▶ WORK REQUEST A: In the article on U.S. late-stage funding, how large was Waymo's raise?
▶ WORK REQUEST B: In the article on U.S. late-stage funding, reproduce the passage from "March’s $13 billion" up to and including "conditions remain stable.", swapping "outlier" for "aberration".
▶ WORK REQUEST C: Extend the article on U.S. late-stage funding, starting right after its final sentence.

▶ EXCERPT:
....

U.S. Late-Stage Funding Returns to Normal After AI Megaround Anomaly

March 28, 2026
2
 min read

March’s $13 billion in U.S. venture funding looks, at first glance, like a sharp contraction. In reality, it represents a return to ordinary late-stage activity after February’s statistical outlier—a month distorted by the unprecedented $110 billion OpenAI transaction and a cluster of other oversized AI finance events. When the baseline is a once‑in‑a‑decade anomaly, the subsequent normalization can appear like a downturn even when underlying conditions remain stable.

The distortion becomes clearer when the February components are isolated. The OpenAI deal alone reshaped the month’s totals. Add Anthropic’s $30 billion financing and Waymo’s $16 billion raise, and February becomes an aggregation of events unlikely to repeat in either scale or timing. These were exceptional transactions, not indicators of structural acceleration. Using them as a benchmark sets an unrealistic comparison point for March.

....

Dataset excerpts

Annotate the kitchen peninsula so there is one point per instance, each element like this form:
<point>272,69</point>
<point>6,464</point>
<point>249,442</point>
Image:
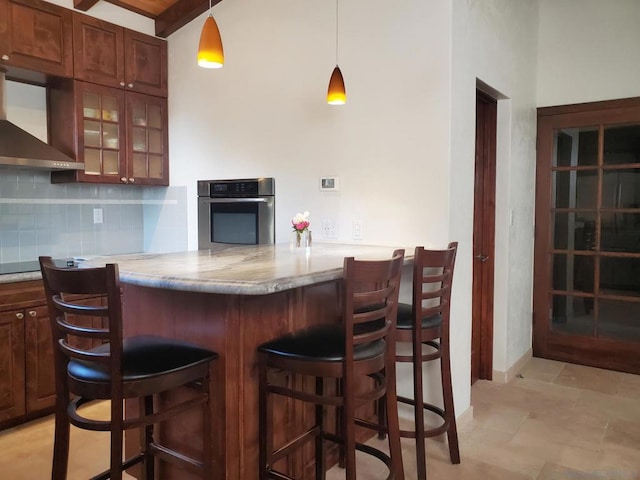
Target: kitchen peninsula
<point>231,299</point>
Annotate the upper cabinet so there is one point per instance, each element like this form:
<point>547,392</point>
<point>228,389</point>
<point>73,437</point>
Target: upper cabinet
<point>36,36</point>
<point>114,56</point>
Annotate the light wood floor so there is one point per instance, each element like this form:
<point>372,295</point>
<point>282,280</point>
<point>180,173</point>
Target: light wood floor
<point>558,421</point>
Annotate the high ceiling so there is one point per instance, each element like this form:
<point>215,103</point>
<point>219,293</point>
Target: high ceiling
<point>169,15</point>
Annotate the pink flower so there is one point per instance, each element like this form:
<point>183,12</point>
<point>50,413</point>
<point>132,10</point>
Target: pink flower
<point>300,222</point>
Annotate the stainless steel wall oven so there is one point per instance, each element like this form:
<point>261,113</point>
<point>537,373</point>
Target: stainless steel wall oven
<point>236,211</point>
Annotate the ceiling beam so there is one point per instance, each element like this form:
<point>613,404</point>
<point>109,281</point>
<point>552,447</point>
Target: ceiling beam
<point>181,13</point>
<point>131,7</point>
<point>84,5</point>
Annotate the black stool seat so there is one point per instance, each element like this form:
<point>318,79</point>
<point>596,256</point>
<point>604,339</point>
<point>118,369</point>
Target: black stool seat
<point>144,358</point>
<point>357,356</point>
<point>324,343</point>
<point>425,325</point>
<point>94,362</point>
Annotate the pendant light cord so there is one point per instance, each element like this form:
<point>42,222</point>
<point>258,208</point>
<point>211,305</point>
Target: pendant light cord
<point>337,19</point>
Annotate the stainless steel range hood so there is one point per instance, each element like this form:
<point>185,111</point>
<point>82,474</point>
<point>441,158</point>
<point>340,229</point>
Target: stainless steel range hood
<point>19,148</point>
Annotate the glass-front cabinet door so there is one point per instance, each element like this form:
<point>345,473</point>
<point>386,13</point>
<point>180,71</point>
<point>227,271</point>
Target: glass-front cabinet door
<point>147,143</point>
<point>103,133</point>
<point>587,251</point>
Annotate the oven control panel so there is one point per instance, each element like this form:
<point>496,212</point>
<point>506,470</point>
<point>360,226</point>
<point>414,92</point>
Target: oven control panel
<point>236,188</point>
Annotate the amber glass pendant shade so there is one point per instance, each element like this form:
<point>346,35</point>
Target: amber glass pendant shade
<point>337,94</point>
<point>210,52</point>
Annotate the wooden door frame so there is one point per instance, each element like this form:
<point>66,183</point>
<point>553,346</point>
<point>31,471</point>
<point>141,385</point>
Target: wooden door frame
<point>598,352</point>
<point>484,231</point>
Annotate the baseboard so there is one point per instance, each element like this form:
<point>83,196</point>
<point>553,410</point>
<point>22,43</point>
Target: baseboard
<point>465,418</point>
<point>506,377</point>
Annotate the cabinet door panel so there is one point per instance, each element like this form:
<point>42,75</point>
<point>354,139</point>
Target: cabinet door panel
<point>12,370</point>
<point>41,388</point>
<point>36,35</point>
<point>147,142</point>
<point>146,64</point>
<point>101,137</point>
<point>98,51</point>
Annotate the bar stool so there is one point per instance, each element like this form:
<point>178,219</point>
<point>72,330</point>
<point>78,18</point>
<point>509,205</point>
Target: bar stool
<point>426,323</point>
<point>362,345</point>
<point>93,362</point>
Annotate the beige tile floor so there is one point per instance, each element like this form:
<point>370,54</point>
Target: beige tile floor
<point>556,421</point>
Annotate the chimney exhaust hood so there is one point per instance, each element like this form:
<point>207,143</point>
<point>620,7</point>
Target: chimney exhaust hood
<point>19,148</point>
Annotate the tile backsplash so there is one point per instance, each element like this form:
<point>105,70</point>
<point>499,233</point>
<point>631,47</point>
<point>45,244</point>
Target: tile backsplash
<point>40,218</point>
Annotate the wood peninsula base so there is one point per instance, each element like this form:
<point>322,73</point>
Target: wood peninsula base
<point>231,299</point>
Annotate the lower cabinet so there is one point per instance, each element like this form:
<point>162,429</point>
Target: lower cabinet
<point>27,383</point>
<point>27,377</point>
<point>12,365</point>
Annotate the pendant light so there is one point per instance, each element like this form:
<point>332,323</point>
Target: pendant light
<point>336,94</point>
<point>210,52</point>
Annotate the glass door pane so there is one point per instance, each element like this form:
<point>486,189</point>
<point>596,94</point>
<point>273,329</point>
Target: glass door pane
<point>587,249</point>
<point>595,219</point>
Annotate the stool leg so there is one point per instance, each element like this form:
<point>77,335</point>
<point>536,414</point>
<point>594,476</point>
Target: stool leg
<point>265,420</point>
<point>117,418</point>
<point>340,423</point>
<point>61,443</point>
<point>320,449</point>
<point>146,406</point>
<point>391,410</point>
<point>418,402</point>
<point>447,394</point>
<point>207,433</point>
<point>382,418</point>
<point>348,427</point>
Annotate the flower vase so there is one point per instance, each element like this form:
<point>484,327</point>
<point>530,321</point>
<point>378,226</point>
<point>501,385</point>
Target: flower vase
<point>300,239</point>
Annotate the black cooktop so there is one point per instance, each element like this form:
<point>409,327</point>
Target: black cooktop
<point>31,266</point>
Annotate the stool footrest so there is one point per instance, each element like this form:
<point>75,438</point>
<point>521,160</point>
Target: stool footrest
<point>128,463</point>
<point>301,439</point>
<point>368,449</point>
<point>428,432</point>
<point>176,458</point>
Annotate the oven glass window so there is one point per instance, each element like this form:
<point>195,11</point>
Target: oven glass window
<point>234,224</point>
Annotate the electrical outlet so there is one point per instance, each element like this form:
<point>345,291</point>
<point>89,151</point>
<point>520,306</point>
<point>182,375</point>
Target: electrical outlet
<point>357,230</point>
<point>329,229</point>
<point>97,215</point>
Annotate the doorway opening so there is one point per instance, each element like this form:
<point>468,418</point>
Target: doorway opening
<point>483,237</point>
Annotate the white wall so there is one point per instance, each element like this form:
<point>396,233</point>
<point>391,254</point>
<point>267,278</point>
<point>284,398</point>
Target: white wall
<point>494,41</point>
<point>264,113</point>
<point>111,13</point>
<point>587,51</point>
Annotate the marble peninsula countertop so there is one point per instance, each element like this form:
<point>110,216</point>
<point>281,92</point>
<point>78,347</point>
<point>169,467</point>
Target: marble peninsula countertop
<point>243,269</point>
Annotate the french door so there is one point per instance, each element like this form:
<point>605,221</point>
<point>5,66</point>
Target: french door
<point>587,246</point>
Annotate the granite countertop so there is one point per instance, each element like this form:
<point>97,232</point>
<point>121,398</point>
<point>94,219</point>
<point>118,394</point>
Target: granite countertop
<point>20,277</point>
<point>245,269</point>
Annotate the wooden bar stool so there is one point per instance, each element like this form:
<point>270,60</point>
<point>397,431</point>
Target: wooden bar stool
<point>361,346</point>
<point>93,362</point>
<point>425,323</point>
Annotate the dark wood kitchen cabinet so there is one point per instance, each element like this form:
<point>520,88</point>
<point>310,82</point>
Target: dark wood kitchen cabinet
<point>35,36</point>
<point>120,136</point>
<point>12,365</point>
<point>117,57</point>
<point>27,377</point>
<point>27,386</point>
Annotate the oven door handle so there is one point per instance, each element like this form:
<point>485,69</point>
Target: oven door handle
<point>236,200</point>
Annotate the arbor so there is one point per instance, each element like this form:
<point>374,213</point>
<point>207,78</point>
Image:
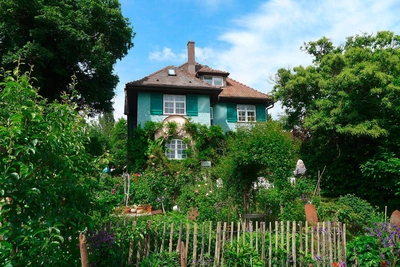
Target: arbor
<point>257,150</point>
<point>67,38</point>
<point>46,177</point>
<point>348,104</point>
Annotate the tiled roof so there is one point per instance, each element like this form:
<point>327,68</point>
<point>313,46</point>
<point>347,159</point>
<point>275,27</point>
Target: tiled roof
<point>183,79</point>
<point>161,78</point>
<point>204,69</point>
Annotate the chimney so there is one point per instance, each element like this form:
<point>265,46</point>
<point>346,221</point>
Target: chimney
<point>191,61</point>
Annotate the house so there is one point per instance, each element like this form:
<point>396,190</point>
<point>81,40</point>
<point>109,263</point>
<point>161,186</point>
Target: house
<point>207,96</point>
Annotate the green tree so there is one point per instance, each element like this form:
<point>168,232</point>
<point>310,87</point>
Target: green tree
<point>67,38</point>
<point>119,141</point>
<point>45,177</point>
<point>257,150</point>
<point>347,105</point>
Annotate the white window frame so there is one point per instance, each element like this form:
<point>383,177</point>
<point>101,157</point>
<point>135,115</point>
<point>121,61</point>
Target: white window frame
<point>176,149</point>
<point>213,80</point>
<point>174,104</point>
<point>246,113</point>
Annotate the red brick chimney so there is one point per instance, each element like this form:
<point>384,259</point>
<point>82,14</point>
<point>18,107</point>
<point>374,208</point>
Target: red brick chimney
<point>191,61</point>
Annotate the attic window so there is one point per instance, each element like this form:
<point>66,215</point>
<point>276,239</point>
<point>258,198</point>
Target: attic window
<point>214,80</point>
<point>171,72</point>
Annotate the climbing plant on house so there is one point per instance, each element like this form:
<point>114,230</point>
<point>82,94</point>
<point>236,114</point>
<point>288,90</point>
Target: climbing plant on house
<point>45,176</point>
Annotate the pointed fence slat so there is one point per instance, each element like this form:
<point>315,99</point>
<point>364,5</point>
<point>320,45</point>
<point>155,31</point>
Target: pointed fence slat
<point>324,241</point>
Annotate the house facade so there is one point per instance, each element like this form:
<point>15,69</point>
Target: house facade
<point>194,91</point>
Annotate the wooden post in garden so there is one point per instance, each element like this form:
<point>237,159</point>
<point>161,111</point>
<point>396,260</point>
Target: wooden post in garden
<point>202,242</point>
<point>83,249</point>
<point>171,235</point>
<point>195,244</point>
<point>183,255</point>
<point>294,242</point>
<point>187,239</point>
<point>163,237</point>
<point>179,238</point>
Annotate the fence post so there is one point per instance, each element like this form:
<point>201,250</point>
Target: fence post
<point>171,235</point>
<point>294,243</point>
<point>83,249</point>
<point>194,244</point>
<point>183,255</point>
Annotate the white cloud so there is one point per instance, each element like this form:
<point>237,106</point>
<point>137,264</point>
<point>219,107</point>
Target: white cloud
<point>258,44</point>
<point>165,55</point>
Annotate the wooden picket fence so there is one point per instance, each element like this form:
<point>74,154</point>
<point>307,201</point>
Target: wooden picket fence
<point>324,242</point>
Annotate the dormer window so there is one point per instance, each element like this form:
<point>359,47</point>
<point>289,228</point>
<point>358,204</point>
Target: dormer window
<point>171,72</point>
<point>214,80</point>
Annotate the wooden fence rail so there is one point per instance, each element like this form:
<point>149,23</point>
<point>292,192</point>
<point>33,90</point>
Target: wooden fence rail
<point>276,243</point>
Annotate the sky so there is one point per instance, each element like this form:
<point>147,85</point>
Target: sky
<point>251,39</point>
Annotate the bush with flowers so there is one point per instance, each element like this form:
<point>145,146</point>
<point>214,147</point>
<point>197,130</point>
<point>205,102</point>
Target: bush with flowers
<point>212,203</point>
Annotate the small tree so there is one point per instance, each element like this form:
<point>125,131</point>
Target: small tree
<point>260,149</point>
<point>45,177</point>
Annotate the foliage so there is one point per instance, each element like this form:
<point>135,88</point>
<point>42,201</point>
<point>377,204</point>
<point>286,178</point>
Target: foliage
<point>355,212</point>
<point>209,142</point>
<point>118,140</point>
<point>379,246</point>
<point>98,144</point>
<point>242,255</point>
<point>160,183</point>
<point>363,251</point>
<point>210,201</point>
<point>387,237</point>
<point>163,259</point>
<point>141,145</point>
<point>109,194</point>
<point>66,38</point>
<point>346,107</point>
<point>258,150</point>
<point>46,176</point>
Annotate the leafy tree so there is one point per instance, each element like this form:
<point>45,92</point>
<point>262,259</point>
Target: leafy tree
<point>45,177</point>
<point>119,140</point>
<point>67,38</point>
<point>347,106</point>
<point>261,149</point>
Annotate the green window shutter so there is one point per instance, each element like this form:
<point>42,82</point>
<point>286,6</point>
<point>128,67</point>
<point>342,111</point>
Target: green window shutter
<point>261,113</point>
<point>191,105</point>
<point>231,113</point>
<point>156,104</point>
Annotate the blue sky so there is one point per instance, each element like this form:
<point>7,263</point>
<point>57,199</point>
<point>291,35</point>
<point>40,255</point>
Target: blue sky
<point>251,39</point>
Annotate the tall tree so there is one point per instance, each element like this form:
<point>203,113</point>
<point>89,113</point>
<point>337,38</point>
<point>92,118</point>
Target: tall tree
<point>348,103</point>
<point>258,150</point>
<point>64,39</point>
<point>47,179</point>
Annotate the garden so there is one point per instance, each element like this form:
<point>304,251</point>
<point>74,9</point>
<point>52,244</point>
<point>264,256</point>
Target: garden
<point>59,208</point>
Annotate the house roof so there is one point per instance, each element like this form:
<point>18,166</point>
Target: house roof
<point>184,80</point>
<point>181,78</point>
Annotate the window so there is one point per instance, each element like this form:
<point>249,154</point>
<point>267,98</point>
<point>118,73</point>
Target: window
<point>171,72</point>
<point>176,149</point>
<point>174,104</point>
<point>218,81</point>
<point>246,113</point>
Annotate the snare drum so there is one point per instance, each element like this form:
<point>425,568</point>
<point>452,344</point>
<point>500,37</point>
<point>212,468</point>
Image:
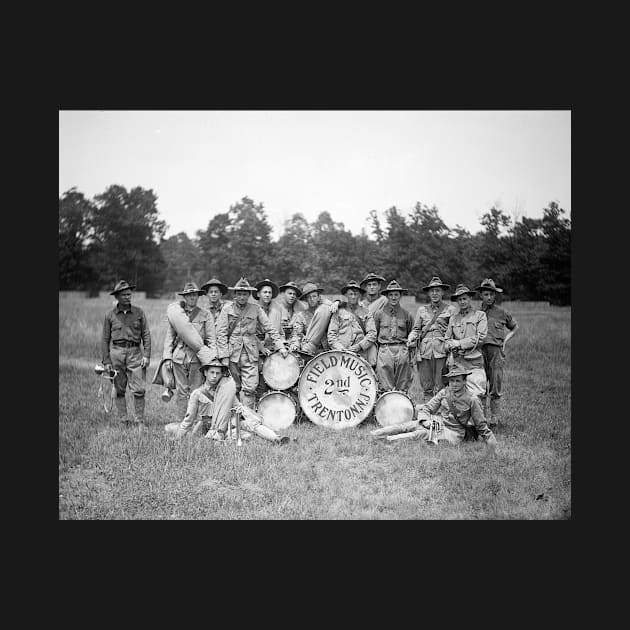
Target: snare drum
<point>337,389</point>
<point>393,407</point>
<point>280,373</point>
<point>278,410</point>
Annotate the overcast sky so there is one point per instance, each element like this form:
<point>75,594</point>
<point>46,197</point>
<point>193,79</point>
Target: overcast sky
<point>198,163</point>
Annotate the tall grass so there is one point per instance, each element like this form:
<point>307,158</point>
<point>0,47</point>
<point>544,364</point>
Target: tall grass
<point>108,472</point>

....

▶ EXPECTED OUTPUT A: $16 billion

▶ EXPECTED OUTPUT B:
March’s $13 billion in U.S. venture funding looks, at first glance, like a sharp contraction. In reality, it represents a return to ordinary late-stage activity after February’s statistical aberration—a month distorted by the unprecedented $110 billion OpenAI transaction and a cluster of other oversized AI finance events. When the baseline is a once‑in‑a‑decade anomaly, the subsequent normalization can appear like a downturn even when underlying conditions remain stable.

▶ EXPECTED OUTPUT C:
By contrast, early‑stage activity has shown little deviation across the first quarter. Seed and Series A volumes in January, February, and March track within typical quarterly variance, signaling that investor appetite for foundational innovation remains steady. The apparent slowdown is concentrated almost entirely in late‑stage checks, and even there the change reflects the absence of megadeals rather than a collapse in demand or capital availability.

Geopolitical tension—including market unease around the Iran conflict—coincided with March’s numbers, but it does not fully account for the gap. Volatility affected public markets more directly than private deployments, and there is limited evidence that U.S. VCs paused allocations in response. The magnitude of the February distortion simply overwhelms any incremental macro signal.

A useful counterpoint comes from Europe, where March delivered the region’s strongest month of the year. Large raises such as Nscale’s and AMI’s point to robust capital accessibility and a functioning late‑stage pipeline. If global liquidity were tightening in a meaningful way, Europe would not be posting its peak month while the U.S. shows a trough.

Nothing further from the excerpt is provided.